### [Task directions]
Should any entry include an image, skip the image and copy the entry exactly.

Source data Block Start

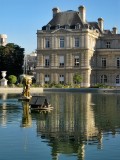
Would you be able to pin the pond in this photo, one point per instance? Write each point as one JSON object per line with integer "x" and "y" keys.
{"x": 82, "y": 126}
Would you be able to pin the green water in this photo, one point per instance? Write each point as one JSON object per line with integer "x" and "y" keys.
{"x": 82, "y": 126}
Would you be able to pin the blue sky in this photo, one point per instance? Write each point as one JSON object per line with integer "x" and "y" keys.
{"x": 20, "y": 19}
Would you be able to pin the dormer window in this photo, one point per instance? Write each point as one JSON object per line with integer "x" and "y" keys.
{"x": 108, "y": 45}
{"x": 48, "y": 27}
{"x": 67, "y": 26}
{"x": 58, "y": 26}
{"x": 77, "y": 26}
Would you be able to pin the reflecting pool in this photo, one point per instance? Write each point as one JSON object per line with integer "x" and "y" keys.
{"x": 82, "y": 126}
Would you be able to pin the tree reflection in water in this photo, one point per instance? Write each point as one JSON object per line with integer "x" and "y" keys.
{"x": 77, "y": 120}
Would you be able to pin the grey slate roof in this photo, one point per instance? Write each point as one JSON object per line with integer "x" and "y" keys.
{"x": 69, "y": 17}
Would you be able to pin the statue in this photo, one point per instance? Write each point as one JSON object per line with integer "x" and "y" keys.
{"x": 27, "y": 81}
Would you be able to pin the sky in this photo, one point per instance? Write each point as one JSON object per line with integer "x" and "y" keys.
{"x": 20, "y": 19}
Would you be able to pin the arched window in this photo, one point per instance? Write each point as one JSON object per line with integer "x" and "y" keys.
{"x": 103, "y": 79}
{"x": 117, "y": 79}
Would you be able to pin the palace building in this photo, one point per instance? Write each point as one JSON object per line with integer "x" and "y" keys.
{"x": 70, "y": 44}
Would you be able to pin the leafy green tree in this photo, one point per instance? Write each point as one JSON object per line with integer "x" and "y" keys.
{"x": 12, "y": 79}
{"x": 77, "y": 79}
{"x": 11, "y": 59}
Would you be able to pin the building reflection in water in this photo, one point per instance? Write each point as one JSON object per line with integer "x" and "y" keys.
{"x": 3, "y": 117}
{"x": 71, "y": 124}
{"x": 26, "y": 117}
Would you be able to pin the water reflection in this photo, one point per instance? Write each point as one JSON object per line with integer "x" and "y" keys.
{"x": 71, "y": 124}
{"x": 26, "y": 117}
{"x": 77, "y": 120}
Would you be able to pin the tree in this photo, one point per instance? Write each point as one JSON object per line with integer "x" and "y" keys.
{"x": 12, "y": 79}
{"x": 11, "y": 59}
{"x": 77, "y": 79}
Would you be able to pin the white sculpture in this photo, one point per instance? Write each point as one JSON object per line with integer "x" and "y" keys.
{"x": 3, "y": 80}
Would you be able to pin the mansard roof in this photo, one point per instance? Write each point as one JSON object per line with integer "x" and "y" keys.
{"x": 63, "y": 18}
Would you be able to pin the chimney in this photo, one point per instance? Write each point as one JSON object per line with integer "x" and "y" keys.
{"x": 82, "y": 13}
{"x": 55, "y": 10}
{"x": 114, "y": 30}
{"x": 100, "y": 24}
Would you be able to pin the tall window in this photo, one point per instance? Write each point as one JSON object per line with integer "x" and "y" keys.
{"x": 76, "y": 61}
{"x": 118, "y": 62}
{"x": 117, "y": 79}
{"x": 77, "y": 42}
{"x": 77, "y": 26}
{"x": 61, "y": 42}
{"x": 47, "y": 61}
{"x": 108, "y": 45}
{"x": 47, "y": 78}
{"x": 103, "y": 79}
{"x": 104, "y": 62}
{"x": 61, "y": 79}
{"x": 61, "y": 61}
{"x": 47, "y": 43}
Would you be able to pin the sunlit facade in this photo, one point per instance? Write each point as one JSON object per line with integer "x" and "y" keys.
{"x": 70, "y": 44}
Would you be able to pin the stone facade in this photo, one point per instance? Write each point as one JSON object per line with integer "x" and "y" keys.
{"x": 3, "y": 39}
{"x": 69, "y": 44}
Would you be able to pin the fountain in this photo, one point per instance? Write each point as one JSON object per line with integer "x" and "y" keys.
{"x": 3, "y": 81}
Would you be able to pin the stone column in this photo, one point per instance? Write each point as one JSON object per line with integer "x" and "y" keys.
{"x": 56, "y": 63}
{"x": 86, "y": 41}
{"x": 67, "y": 78}
{"x": 52, "y": 60}
{"x": 41, "y": 60}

Source data Block End

### [Response to this task]
Would you be able to pin the pond in this photo, one point per instance? Write each point as one JSON object per line with integer "x" and "y" keys.
{"x": 82, "y": 126}
Would you be able to pin the green water in this photo, one point per instance? Write each point as one JSON object per line with integer "x" and "y" keys.
{"x": 82, "y": 126}
Would you be able to pin the blue sky in this photo, one point per instance? Write each point as one JSON object per line with integer "x" and "y" keys.
{"x": 20, "y": 19}
Would you be able to pin the dormer window in this photo, one point per instance? Write each point as one JSON object per line with integer "x" and "y" keys.
{"x": 108, "y": 45}
{"x": 48, "y": 27}
{"x": 67, "y": 26}
{"x": 58, "y": 26}
{"x": 77, "y": 26}
Would you be able to pin the reflecting pool in this photo, one point per instance? Write each point as one JSON object per line with integer "x" and "y" keys.
{"x": 82, "y": 126}
Would you be able to pin the tree reflection in water in this photo, one point per instance? Write each point as one JSON object per line with integer "x" and "y" keys.
{"x": 77, "y": 120}
Would you be able to pin the grey slate roof in this photo, one point per instance? Write each point as one JSON object per line with integer "x" and "y" keys.
{"x": 69, "y": 17}
Would you be able to pin the statue in this photo, one point per instance? Write each point as one JSON object per line with integer "x" and "y" keys.
{"x": 27, "y": 81}
Would you be able to pin the sky in this photo, one point per instance? Write each point as one JSON object per line with integer "x" and "y" keys.
{"x": 20, "y": 19}
Would you be able to pin the arched window in this photo, one point per instance? Write each point as one JSON object per line with integer "x" and "y" keys.
{"x": 103, "y": 79}
{"x": 117, "y": 79}
Would you be able to pin the palace building in this photo, one point per instance? Write each point as one JSON object per line with integer "x" and "y" keys.
{"x": 70, "y": 44}
Would you be able to pin the leafy green tree in this photo, one point per instance? Write each point as one JSON object per line with integer "x" and "y" keys.
{"x": 12, "y": 79}
{"x": 77, "y": 79}
{"x": 11, "y": 59}
Would you be able to pin the building reflection in water in this photo, one point per instance? Write each point as one JSON object per line with integer "x" and "y" keys.
{"x": 3, "y": 117}
{"x": 71, "y": 124}
{"x": 26, "y": 117}
Would you be able to pin the water reflection in this photo, one point per instance? Write each point as one JSON object per line with integer "x" and "y" keys.
{"x": 71, "y": 124}
{"x": 26, "y": 117}
{"x": 77, "y": 120}
Would you be able to pin the tree in this photo, one point per instance? Write each point as one JSON object per line with integer "x" and "y" keys.
{"x": 12, "y": 79}
{"x": 11, "y": 59}
{"x": 77, "y": 79}
Would you be able to pin the white sculpture in this photo, one point per instance? Write each point as one JSON object per line with integer "x" and "y" keys.
{"x": 3, "y": 80}
Would you be able to pin the mansard roof in this photo, one point per instance? Write each point as one JSON object per line with integer "x" and "y" keys.
{"x": 63, "y": 18}
Would you be able to pin the chimney in this photo, one point per instance? Write each point as one JSON object per line with integer "x" and "y" keys.
{"x": 82, "y": 13}
{"x": 55, "y": 10}
{"x": 114, "y": 30}
{"x": 100, "y": 24}
Would you be able to pin the tall window in this photo, one point per instance? Write each point as one JSON object per line with integer "x" and "y" keys.
{"x": 76, "y": 61}
{"x": 118, "y": 62}
{"x": 117, "y": 79}
{"x": 77, "y": 42}
{"x": 77, "y": 26}
{"x": 61, "y": 42}
{"x": 47, "y": 61}
{"x": 108, "y": 45}
{"x": 47, "y": 78}
{"x": 103, "y": 79}
{"x": 104, "y": 62}
{"x": 61, "y": 79}
{"x": 61, "y": 61}
{"x": 47, "y": 43}
Would you be able to pin the sunlit facade in this photo, one point per instance? Write each point as one JSON object per line with integer "x" and "y" keys.
{"x": 70, "y": 44}
Would you be able to pin the stone facade in this photo, one point per instance? Write each point as one JSON object per line with integer "x" and "y" keys.
{"x": 3, "y": 39}
{"x": 69, "y": 44}
Would you be able to pin the fountain in this photo, one point per instance? Write each point as one JSON object per line with integer "x" and "y" keys.
{"x": 3, "y": 81}
Would you be able to pin the stone column in this photo, one point per instance? Write each point as one JSON object per line with integer "x" and "y" keys.
{"x": 56, "y": 63}
{"x": 86, "y": 41}
{"x": 67, "y": 78}
{"x": 52, "y": 60}
{"x": 41, "y": 60}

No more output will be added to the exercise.